_Direction:_ Show each line of the data below that contains the word "stamp", copied whole. Upper and lower case must match.

_Information shown:_
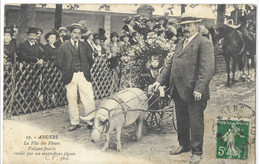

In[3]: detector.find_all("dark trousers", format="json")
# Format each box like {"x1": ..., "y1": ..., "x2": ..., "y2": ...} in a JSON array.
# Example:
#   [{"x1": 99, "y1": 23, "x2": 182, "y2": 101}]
[{"x1": 173, "y1": 88, "x2": 207, "y2": 154}]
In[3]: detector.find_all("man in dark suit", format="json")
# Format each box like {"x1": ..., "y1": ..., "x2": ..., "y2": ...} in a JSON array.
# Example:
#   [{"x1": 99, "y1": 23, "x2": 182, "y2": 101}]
[
  {"x1": 54, "y1": 27, "x2": 68, "y2": 48},
  {"x1": 153, "y1": 13, "x2": 214, "y2": 162},
  {"x1": 57, "y1": 23, "x2": 95, "y2": 131},
  {"x1": 19, "y1": 27, "x2": 44, "y2": 64}
]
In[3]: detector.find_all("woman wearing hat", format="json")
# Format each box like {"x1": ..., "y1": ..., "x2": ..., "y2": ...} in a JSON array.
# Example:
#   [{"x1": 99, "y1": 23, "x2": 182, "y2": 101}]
[
  {"x1": 4, "y1": 27, "x2": 17, "y2": 64},
  {"x1": 120, "y1": 32, "x2": 131, "y2": 56},
  {"x1": 93, "y1": 33, "x2": 106, "y2": 57},
  {"x1": 152, "y1": 12, "x2": 215, "y2": 163},
  {"x1": 122, "y1": 16, "x2": 135, "y2": 34},
  {"x1": 44, "y1": 31, "x2": 59, "y2": 64}
]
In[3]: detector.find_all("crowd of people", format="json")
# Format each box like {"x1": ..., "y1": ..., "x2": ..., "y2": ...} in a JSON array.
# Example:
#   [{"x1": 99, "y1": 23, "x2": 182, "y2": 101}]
[{"x1": 4, "y1": 10, "x2": 214, "y2": 162}]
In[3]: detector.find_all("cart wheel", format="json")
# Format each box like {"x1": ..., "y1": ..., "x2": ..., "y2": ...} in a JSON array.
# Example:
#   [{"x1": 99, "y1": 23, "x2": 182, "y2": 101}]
[{"x1": 144, "y1": 112, "x2": 164, "y2": 129}]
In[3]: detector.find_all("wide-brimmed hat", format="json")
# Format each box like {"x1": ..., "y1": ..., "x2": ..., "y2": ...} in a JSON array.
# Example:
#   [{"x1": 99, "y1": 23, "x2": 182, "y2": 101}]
[
  {"x1": 120, "y1": 31, "x2": 130, "y2": 40},
  {"x1": 180, "y1": 13, "x2": 202, "y2": 25},
  {"x1": 123, "y1": 16, "x2": 134, "y2": 24},
  {"x1": 67, "y1": 23, "x2": 87, "y2": 33},
  {"x1": 26, "y1": 27, "x2": 37, "y2": 34},
  {"x1": 110, "y1": 32, "x2": 119, "y2": 39},
  {"x1": 44, "y1": 31, "x2": 59, "y2": 41},
  {"x1": 4, "y1": 27, "x2": 14, "y2": 35},
  {"x1": 93, "y1": 33, "x2": 100, "y2": 41},
  {"x1": 58, "y1": 27, "x2": 68, "y2": 33}
]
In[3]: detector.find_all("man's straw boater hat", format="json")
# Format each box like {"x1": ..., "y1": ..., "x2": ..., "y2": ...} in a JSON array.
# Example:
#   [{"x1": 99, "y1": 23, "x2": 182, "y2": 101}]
[
  {"x1": 67, "y1": 23, "x2": 87, "y2": 33},
  {"x1": 180, "y1": 13, "x2": 202, "y2": 25}
]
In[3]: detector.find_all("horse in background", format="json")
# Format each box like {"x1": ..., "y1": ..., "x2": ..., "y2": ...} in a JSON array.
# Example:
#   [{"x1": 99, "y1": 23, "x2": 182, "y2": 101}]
[{"x1": 216, "y1": 24, "x2": 246, "y2": 87}]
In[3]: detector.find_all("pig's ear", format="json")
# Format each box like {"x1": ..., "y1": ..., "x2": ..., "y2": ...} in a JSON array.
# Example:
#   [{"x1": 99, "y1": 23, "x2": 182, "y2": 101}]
[{"x1": 99, "y1": 116, "x2": 107, "y2": 122}]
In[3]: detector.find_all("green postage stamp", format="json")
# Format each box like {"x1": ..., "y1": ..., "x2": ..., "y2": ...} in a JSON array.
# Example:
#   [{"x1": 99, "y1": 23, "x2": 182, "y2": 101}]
[{"x1": 216, "y1": 118, "x2": 250, "y2": 160}]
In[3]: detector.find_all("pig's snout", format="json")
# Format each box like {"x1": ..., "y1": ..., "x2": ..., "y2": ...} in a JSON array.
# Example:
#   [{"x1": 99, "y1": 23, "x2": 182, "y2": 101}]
[{"x1": 91, "y1": 129, "x2": 101, "y2": 143}]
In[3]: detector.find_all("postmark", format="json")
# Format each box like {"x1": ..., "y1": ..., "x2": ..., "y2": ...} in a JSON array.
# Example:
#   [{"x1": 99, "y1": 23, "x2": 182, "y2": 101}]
[
  {"x1": 216, "y1": 118, "x2": 250, "y2": 160},
  {"x1": 212, "y1": 103, "x2": 255, "y2": 162}
]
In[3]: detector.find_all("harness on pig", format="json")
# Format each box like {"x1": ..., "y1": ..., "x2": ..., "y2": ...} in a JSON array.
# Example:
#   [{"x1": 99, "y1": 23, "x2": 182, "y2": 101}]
[{"x1": 93, "y1": 89, "x2": 147, "y2": 133}]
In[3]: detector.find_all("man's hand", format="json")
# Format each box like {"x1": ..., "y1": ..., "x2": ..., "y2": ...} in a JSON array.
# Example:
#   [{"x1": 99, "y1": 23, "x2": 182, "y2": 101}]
[
  {"x1": 37, "y1": 59, "x2": 43, "y2": 65},
  {"x1": 151, "y1": 81, "x2": 160, "y2": 92},
  {"x1": 193, "y1": 91, "x2": 202, "y2": 101}
]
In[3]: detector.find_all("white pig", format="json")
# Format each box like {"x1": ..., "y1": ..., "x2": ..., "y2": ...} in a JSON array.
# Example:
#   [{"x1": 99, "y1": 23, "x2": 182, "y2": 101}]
[{"x1": 91, "y1": 88, "x2": 147, "y2": 151}]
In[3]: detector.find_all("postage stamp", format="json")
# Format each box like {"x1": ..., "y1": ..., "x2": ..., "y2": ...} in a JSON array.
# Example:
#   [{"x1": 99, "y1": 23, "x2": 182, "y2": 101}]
[{"x1": 216, "y1": 118, "x2": 250, "y2": 160}]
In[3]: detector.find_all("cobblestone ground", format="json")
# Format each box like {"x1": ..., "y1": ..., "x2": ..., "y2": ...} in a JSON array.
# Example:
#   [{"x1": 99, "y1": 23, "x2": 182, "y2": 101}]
[{"x1": 3, "y1": 75, "x2": 256, "y2": 164}]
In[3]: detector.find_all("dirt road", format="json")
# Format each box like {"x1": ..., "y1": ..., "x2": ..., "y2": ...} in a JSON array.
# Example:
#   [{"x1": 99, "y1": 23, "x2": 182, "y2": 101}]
[{"x1": 3, "y1": 75, "x2": 255, "y2": 164}]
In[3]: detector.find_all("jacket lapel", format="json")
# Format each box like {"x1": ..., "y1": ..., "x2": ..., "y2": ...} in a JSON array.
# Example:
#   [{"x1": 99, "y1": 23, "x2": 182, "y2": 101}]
[
  {"x1": 68, "y1": 40, "x2": 76, "y2": 56},
  {"x1": 177, "y1": 34, "x2": 199, "y2": 57}
]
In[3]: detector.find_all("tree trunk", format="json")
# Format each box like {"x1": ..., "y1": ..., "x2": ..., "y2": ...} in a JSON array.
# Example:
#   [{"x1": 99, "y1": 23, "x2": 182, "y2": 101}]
[
  {"x1": 17, "y1": 4, "x2": 36, "y2": 43},
  {"x1": 217, "y1": 5, "x2": 226, "y2": 24},
  {"x1": 54, "y1": 4, "x2": 62, "y2": 30}
]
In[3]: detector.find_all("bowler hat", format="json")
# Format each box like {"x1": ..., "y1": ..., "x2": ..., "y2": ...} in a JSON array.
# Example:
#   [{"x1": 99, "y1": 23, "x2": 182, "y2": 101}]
[
  {"x1": 27, "y1": 27, "x2": 37, "y2": 34},
  {"x1": 93, "y1": 33, "x2": 100, "y2": 41},
  {"x1": 180, "y1": 13, "x2": 202, "y2": 25},
  {"x1": 67, "y1": 23, "x2": 87, "y2": 33},
  {"x1": 168, "y1": 18, "x2": 177, "y2": 25},
  {"x1": 110, "y1": 32, "x2": 119, "y2": 39},
  {"x1": 120, "y1": 31, "x2": 130, "y2": 40},
  {"x1": 4, "y1": 27, "x2": 14, "y2": 35},
  {"x1": 134, "y1": 15, "x2": 141, "y2": 21},
  {"x1": 44, "y1": 31, "x2": 59, "y2": 41},
  {"x1": 58, "y1": 27, "x2": 68, "y2": 33}
]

_Solution to this exercise:_
In[3]: detector.find_all("green postage stamp", format="json")
In[3]: detector.find_all("postage stamp", format="json")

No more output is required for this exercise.